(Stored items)
================================
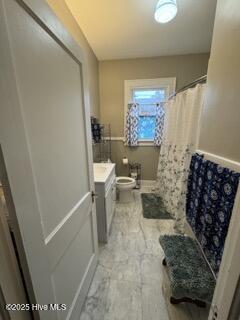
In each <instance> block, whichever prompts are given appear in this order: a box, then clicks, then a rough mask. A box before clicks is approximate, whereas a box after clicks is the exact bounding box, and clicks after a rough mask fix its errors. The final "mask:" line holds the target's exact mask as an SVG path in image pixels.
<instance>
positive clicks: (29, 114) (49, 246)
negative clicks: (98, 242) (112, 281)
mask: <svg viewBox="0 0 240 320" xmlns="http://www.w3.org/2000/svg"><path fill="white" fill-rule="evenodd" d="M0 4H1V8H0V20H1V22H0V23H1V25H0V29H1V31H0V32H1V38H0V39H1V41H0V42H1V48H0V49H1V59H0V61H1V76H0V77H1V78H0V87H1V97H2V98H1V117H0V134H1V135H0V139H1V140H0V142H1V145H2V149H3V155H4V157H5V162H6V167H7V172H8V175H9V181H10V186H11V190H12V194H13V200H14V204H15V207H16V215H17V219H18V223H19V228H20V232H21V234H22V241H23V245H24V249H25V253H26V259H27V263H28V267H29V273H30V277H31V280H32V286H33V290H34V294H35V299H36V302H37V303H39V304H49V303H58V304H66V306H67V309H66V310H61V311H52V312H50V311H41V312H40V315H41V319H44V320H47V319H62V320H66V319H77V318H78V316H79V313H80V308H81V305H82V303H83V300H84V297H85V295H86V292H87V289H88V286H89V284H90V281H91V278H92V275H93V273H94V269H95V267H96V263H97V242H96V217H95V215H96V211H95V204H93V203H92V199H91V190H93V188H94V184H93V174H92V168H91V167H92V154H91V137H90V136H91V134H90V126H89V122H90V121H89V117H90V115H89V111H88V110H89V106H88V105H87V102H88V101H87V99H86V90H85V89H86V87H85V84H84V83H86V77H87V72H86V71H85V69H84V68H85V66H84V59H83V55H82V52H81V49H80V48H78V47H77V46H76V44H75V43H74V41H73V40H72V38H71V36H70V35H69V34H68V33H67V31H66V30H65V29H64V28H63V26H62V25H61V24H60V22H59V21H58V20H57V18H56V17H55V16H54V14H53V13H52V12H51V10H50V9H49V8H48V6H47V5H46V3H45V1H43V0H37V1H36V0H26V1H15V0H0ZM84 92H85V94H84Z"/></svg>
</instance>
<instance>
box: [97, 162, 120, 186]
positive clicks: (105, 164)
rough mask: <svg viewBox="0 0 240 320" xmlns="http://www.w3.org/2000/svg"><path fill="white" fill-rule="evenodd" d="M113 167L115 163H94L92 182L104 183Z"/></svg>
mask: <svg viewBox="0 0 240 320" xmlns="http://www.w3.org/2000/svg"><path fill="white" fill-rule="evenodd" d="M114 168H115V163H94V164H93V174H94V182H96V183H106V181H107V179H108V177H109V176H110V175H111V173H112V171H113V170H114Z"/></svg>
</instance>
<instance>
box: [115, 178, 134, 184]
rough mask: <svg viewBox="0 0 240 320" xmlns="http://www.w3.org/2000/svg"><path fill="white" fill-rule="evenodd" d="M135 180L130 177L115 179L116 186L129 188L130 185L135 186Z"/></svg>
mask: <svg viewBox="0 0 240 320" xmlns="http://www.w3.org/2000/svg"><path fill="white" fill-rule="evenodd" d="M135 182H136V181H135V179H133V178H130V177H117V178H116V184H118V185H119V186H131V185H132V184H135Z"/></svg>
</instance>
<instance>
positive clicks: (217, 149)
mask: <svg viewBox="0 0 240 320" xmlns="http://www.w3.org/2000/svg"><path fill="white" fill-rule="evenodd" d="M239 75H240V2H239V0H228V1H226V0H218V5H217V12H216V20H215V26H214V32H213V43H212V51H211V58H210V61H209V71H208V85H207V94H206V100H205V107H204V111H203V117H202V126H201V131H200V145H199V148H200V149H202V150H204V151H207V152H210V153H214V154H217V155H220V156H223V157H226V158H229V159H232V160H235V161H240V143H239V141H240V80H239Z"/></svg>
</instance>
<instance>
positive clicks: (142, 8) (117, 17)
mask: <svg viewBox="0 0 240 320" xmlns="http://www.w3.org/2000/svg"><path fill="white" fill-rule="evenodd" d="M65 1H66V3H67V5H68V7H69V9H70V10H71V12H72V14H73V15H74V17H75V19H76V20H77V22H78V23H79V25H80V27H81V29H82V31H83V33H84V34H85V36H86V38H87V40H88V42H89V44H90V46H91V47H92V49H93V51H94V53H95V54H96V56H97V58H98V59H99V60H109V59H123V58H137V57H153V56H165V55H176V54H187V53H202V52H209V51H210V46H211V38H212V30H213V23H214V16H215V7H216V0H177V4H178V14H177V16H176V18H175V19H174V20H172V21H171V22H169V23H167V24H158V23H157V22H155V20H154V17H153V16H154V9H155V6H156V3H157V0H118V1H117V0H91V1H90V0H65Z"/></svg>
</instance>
================================
> _The task_
Exactly as they appear above, write out all the entries, without pictures.

> _Task solution_
In each <instance> block, whichever prompts are given appear in this order: a box, then clicks, then a rough mask. A box before clicks is approximate, whereas a box after clicks is the exact bounding box, and clicks after a rough mask fix its errors. The final "mask:" line holds the target's exact mask as an SVG path in image pixels.
<instance>
positive clicks: (29, 114) (49, 246)
negative clicks: (98, 242) (112, 281)
mask: <svg viewBox="0 0 240 320" xmlns="http://www.w3.org/2000/svg"><path fill="white" fill-rule="evenodd" d="M0 4H1V8H0V20H1V22H0V23H1V25H0V29H1V31H0V32H1V38H0V39H1V41H0V42H1V48H0V49H1V59H0V61H1V76H0V77H1V78H0V87H1V97H2V98H1V117H0V134H1V135H0V139H1V140H0V142H1V145H2V149H3V155H4V157H5V162H6V167H7V172H8V175H9V181H10V186H11V190H12V194H13V200H14V204H15V207H16V215H17V219H18V223H19V228H20V232H21V234H22V241H23V245H24V249H25V253H26V259H27V263H28V267H29V273H30V277H31V280H32V286H33V290H34V294H35V299H36V302H37V303H39V304H49V303H58V304H66V306H67V309H66V310H61V311H52V312H50V311H41V312H40V315H41V319H44V320H47V319H62V320H66V319H77V318H78V316H79V313H80V308H81V305H82V303H83V300H84V297H85V295H86V292H87V289H88V286H89V284H90V281H91V278H92V275H93V273H94V269H95V267H96V263H97V242H96V217H95V215H96V211H95V204H93V203H92V199H91V190H93V188H94V184H93V174H92V168H91V167H92V154H91V137H90V136H91V134H90V126H89V122H90V121H89V117H90V115H89V111H88V110H89V106H88V105H87V102H88V101H87V99H86V90H85V89H86V87H85V84H84V83H86V77H87V72H86V71H85V69H84V68H85V66H84V59H83V55H82V52H81V49H80V48H78V47H77V46H76V44H75V43H74V41H73V40H72V38H71V36H70V35H69V34H68V33H67V31H66V30H65V29H64V28H63V26H62V25H61V24H60V22H59V21H58V20H57V18H56V17H55V16H54V14H53V13H52V12H51V10H50V9H49V8H48V6H47V5H46V3H45V1H43V0H37V1H36V0H26V1H15V0H0ZM84 92H85V94H84Z"/></svg>
</instance>
<instance>
box: [97, 162, 120, 186]
positive clicks: (105, 164)
rough mask: <svg viewBox="0 0 240 320" xmlns="http://www.w3.org/2000/svg"><path fill="white" fill-rule="evenodd" d="M113 167L115 163H94L92 182L104 183Z"/></svg>
mask: <svg viewBox="0 0 240 320" xmlns="http://www.w3.org/2000/svg"><path fill="white" fill-rule="evenodd" d="M114 168H115V163H94V164H93V174H94V182H96V183H106V181H107V179H108V177H109V176H110V175H111V173H112V171H113V170H114Z"/></svg>
</instance>
<instance>
box: [115, 178, 134, 184]
rough mask: <svg viewBox="0 0 240 320" xmlns="http://www.w3.org/2000/svg"><path fill="white" fill-rule="evenodd" d="M135 180L130 177L115 179L116 186L129 188L130 185L135 186Z"/></svg>
mask: <svg viewBox="0 0 240 320" xmlns="http://www.w3.org/2000/svg"><path fill="white" fill-rule="evenodd" d="M135 182H136V181H135V179H133V178H130V177H117V178H116V184H118V185H119V186H131V185H132V184H135Z"/></svg>
</instance>
<instance>
positive clicks: (217, 149)
mask: <svg viewBox="0 0 240 320" xmlns="http://www.w3.org/2000/svg"><path fill="white" fill-rule="evenodd" d="M239 75H240V2H239V0H228V1H226V0H218V5H217V12H216V20H215V26H214V32H213V43H212V51H211V58H210V61H209V71H208V85H207V94H206V100H205V107H204V111H203V117H202V126H201V131H200V145H199V148H200V149H202V150H204V151H207V152H210V153H214V154H217V155H220V156H223V157H226V158H229V159H232V160H235V161H240V143H239V141H240V80H239Z"/></svg>
</instance>
<instance>
positive clicks: (142, 8) (117, 17)
mask: <svg viewBox="0 0 240 320" xmlns="http://www.w3.org/2000/svg"><path fill="white" fill-rule="evenodd" d="M65 1H66V3H67V5H68V7H69V9H70V10H71V12H72V14H73V15H74V17H75V19H76V20H77V22H78V23H79V25H80V27H81V29H82V31H83V33H84V34H85V36H86V38H87V40H88V42H89V44H90V46H91V47H92V49H93V51H94V53H95V54H96V56H97V58H98V59H99V60H109V59H123V58H137V57H153V56H165V55H176V54H187V53H202V52H209V51H210V46H211V38H212V30H213V23H214V16H215V7H216V0H177V4H178V14H177V16H176V18H175V19H174V20H172V21H171V22H169V23H167V24H158V23H157V22H155V20H154V17H153V16H154V9H155V6H156V3H157V0H118V1H117V0H91V1H90V0H65Z"/></svg>
</instance>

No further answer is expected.